[BEGIN The records]

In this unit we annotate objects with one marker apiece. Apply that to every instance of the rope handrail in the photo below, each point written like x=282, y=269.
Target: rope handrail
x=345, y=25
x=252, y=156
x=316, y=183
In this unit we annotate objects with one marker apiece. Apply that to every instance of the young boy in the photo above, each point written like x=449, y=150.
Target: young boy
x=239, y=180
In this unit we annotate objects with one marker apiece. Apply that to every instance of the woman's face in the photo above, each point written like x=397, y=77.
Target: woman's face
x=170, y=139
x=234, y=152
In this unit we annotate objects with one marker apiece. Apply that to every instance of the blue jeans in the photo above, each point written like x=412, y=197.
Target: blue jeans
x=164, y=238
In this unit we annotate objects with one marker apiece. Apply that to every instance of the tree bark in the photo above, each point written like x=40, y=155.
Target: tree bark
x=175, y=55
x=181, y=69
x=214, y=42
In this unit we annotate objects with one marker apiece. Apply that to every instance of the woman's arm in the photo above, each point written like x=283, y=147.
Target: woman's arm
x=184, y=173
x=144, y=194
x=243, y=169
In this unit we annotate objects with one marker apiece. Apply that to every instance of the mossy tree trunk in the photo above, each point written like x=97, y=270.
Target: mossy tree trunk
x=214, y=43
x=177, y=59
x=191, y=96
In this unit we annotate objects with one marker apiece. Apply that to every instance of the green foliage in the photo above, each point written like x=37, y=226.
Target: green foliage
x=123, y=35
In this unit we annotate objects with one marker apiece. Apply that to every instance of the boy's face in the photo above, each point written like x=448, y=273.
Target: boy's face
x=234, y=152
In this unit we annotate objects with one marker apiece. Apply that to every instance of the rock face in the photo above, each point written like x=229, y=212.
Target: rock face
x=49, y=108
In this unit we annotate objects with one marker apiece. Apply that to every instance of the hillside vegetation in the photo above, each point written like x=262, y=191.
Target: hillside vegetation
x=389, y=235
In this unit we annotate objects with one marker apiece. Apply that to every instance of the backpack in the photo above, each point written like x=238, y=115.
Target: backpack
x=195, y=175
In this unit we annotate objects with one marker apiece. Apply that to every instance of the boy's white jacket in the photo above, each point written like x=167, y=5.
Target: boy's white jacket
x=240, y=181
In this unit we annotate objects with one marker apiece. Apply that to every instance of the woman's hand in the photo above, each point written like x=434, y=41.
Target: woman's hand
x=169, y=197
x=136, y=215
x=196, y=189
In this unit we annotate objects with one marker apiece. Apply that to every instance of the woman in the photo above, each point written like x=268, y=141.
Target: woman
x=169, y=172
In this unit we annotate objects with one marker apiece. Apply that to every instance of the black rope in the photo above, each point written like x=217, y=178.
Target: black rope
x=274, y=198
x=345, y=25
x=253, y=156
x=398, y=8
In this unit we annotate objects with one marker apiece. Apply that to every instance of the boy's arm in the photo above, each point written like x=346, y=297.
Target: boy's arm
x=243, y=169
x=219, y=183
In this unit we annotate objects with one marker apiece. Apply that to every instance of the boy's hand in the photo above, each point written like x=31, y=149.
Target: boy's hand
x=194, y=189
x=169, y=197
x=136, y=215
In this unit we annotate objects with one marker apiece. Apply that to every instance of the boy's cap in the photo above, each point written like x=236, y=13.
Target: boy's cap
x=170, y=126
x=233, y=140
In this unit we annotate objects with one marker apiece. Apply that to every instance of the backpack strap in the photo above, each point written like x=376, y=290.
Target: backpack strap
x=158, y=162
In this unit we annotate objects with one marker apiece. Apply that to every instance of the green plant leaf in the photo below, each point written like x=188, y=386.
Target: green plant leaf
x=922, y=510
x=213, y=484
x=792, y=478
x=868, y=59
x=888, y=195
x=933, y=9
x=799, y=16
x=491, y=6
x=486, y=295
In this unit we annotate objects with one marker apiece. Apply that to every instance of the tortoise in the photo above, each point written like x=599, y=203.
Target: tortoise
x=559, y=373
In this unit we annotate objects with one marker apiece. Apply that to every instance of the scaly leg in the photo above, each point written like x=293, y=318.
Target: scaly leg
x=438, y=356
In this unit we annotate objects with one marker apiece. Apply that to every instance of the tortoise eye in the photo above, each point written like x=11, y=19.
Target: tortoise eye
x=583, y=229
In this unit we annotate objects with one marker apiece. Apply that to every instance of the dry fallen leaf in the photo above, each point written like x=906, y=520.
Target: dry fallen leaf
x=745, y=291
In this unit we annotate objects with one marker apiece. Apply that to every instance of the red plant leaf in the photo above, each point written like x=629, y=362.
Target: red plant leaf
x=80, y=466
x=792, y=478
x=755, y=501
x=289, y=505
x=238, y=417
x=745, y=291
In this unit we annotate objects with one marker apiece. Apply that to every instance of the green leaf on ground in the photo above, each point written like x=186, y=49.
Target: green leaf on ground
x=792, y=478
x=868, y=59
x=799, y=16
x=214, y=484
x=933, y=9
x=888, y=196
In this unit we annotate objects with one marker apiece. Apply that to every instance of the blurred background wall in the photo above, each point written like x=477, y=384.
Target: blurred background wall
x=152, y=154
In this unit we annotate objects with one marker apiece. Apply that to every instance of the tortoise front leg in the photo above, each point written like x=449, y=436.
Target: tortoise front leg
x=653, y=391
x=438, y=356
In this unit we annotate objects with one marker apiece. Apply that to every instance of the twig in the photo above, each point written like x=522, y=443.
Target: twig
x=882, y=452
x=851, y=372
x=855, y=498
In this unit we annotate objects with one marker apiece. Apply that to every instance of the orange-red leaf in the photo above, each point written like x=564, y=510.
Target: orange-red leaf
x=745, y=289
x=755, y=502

[END The records]

**Work to do**
Copy out every one of the entries above, word for word, with nothing changed.

**Problem solution**
In this unit we annotate objects with one marker apiece. Apply that to every instance of the rope handrail in the photo below, each point written like x=282, y=269.
Target: rope handrail
x=345, y=25
x=252, y=156
x=316, y=183
In this unit we annotate objects with one marker apiece. Apply that to every instance of the young boy in the photo above, each point written like x=449, y=150.
Target: young boy
x=239, y=180
In this unit we annotate objects with one marker apiece. Apply that to every instance of the woman's face in the photo above, each point written like x=397, y=77.
Target: woman's face
x=170, y=139
x=234, y=152
In this unit we annotate objects with one marker apiece. Apply that to every instance of the blue jeans in the photo above, each point written like x=412, y=197.
Target: blue jeans
x=164, y=238
In this unit we annotate objects with one marker apiece. Apply that to every instance of the tree bark in the photo above, each point written like x=40, y=155.
Target: tree bark
x=175, y=55
x=181, y=69
x=214, y=42
In this unit we annotate objects with one marker apiece. Apply that to every instance of the woman's arm in the photo above, each point written like x=283, y=147.
Target: woman's arm
x=184, y=173
x=144, y=194
x=243, y=169
In this unit we annotate objects with one marker apiece. Apply that to every instance of the mossy tree trunk in the photo above, each point written like x=97, y=270.
Target: mossy tree trunk
x=214, y=43
x=177, y=59
x=191, y=96
In this unit we annotate objects with one marker apiece. Apply that to every instance of the green foliage in the photo above, each point written like x=37, y=226.
Target: green foliage
x=123, y=35
In this unit we annotate objects with one marker apiece. Apply that to every instance of the boy's face in the photo above, each point written like x=448, y=273.
Target: boy's face
x=234, y=152
In this unit we annotate objects with one marker apiece. Apply that to every instance of the rock face in the photo above, each point written like x=229, y=212.
Target: rock face
x=49, y=108
In this unit we annotate objects with one marker apiece. Apply that to every instance of the hillside vegetation in the photo above, each point written like x=262, y=191.
Target: hillside vegetation
x=389, y=235
In this unit we annotate objects with one marker apiece. Apply that to every instance of the backpack in the photo above, each point written like x=238, y=115.
Target: backpack
x=195, y=175
In this unit we annotate objects with one marker apiece. Apply that to every instance of the boy's white jacket in the photo above, each point written like x=167, y=5.
Target: boy's white jacket
x=240, y=181
In this unit we annotate objects with one marker apiece. Apply that to every instance of the woman's hand in the photo above, each point written like x=434, y=41.
Target: woman's hand
x=169, y=197
x=136, y=215
x=196, y=189
In this unit we annotate objects with one marker apiece. Apply that to every instance of the woman in the photo above, each point written like x=268, y=141.
Target: woman
x=169, y=172
In this unit we annotate objects with one marker apiece. Apply that to every instance of the black rope in the photo above, each point written like x=217, y=178.
Target: black rope
x=274, y=198
x=345, y=25
x=253, y=156
x=398, y=8
In this unit we annotate objects with one marker apiece. Apply that to every instance of the boy's arm in the photo above, each point written like x=346, y=297.
Target: boy's arm
x=243, y=169
x=219, y=183
In this unit we annotate objects with one marker apiece. Apply that to every instance of the boy's hand in the photo above, each point written like x=31, y=149.
Target: boy's hand
x=194, y=189
x=169, y=197
x=136, y=215
In this unit we annotate objects with one marker apiece. Apply that to every instance of the boy's cap in the photo above, each point written like x=236, y=13.
Target: boy's cap
x=170, y=126
x=233, y=140
In this unit we annotate objects with one marker apiece. Apply that to every instance of the backpack strap in the photo above, each point written like x=376, y=290.
Target: backpack strap
x=158, y=162
In this unit we annotate objects with one marker apiece. Apply that to every instance of the green plant leaf in the photo below, each point written like x=188, y=386.
Target: green plant leaf
x=922, y=510
x=213, y=484
x=792, y=478
x=868, y=59
x=888, y=195
x=933, y=9
x=799, y=16
x=491, y=6
x=486, y=295
In this unit we annotate objects with one marker apiece. Apply that to every instance of the tortoise in the photo above, each point written like x=599, y=203.
Target: tortoise
x=559, y=373
In this unit we annotate objects with one marker apiece. Apply that to every instance of the scaly leg in the photo above, each point written like x=293, y=318.
Target: scaly leg
x=438, y=356
In this unit we annotate objects with one marker apiece. Apply that to every instance of the tortoise eye in the photo above, each point written like x=11, y=19.
Target: tortoise eye
x=583, y=229
In this unit we annotate objects with one marker apiece. Apply that to every instance of the dry fallen leaf in the photo above, each point written like x=906, y=520.
Target: dry fallen leaf
x=745, y=291
In this unit we annotate objects with one marker apiece. Apply that to every instance of the red plant leaf in the photo above, each point written like x=629, y=362.
Target: red plant leaf
x=80, y=466
x=792, y=478
x=755, y=501
x=289, y=505
x=238, y=417
x=745, y=291
In this unit we annotate objects with one marker apiece. Apply that to every instance of the green leaf on ground in the photo above, each point written like x=186, y=49.
Target: green leaf on ground
x=792, y=478
x=868, y=59
x=799, y=16
x=214, y=484
x=933, y=9
x=888, y=196
In this unit we annotate objects with one marker apiece. Apply that to every instance of the blurred background wall in the photo above, each point written like x=477, y=384.
Target: blurred background wall
x=152, y=154
In this unit we annotate objects with one marker apiece. Apply that to every instance of the tortoise front leg in the photo above, each point written like x=449, y=436.
Target: tortoise front leg
x=653, y=391
x=438, y=356
In this unit we annotate objects with one marker apiece. Apply that to every instance of the twig in the photo above, each point written like x=522, y=443.
Target: twig
x=882, y=452
x=851, y=372
x=855, y=498
In this unit we annotate objects with one marker apiece. Apply that to every instance of the orange-red leaf in the photo above, each point written like x=564, y=510.
Target: orange-red leaf
x=745, y=289
x=755, y=502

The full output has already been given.